= Beginning of Section =
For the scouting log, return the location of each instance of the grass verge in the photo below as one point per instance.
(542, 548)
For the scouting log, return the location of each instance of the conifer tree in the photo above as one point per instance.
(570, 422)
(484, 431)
= End of Section =
• [EXERCISE DESCRIPTION]
Repeat the listing above in full.

• [TASK RESULT]
For the scouting log, return the location of each instance of the grass verge in the photo below as one point per instance.
(542, 548)
For the scouting log, return the location of each instance of the conifer tree in the photo above as one point per instance.
(570, 422)
(484, 431)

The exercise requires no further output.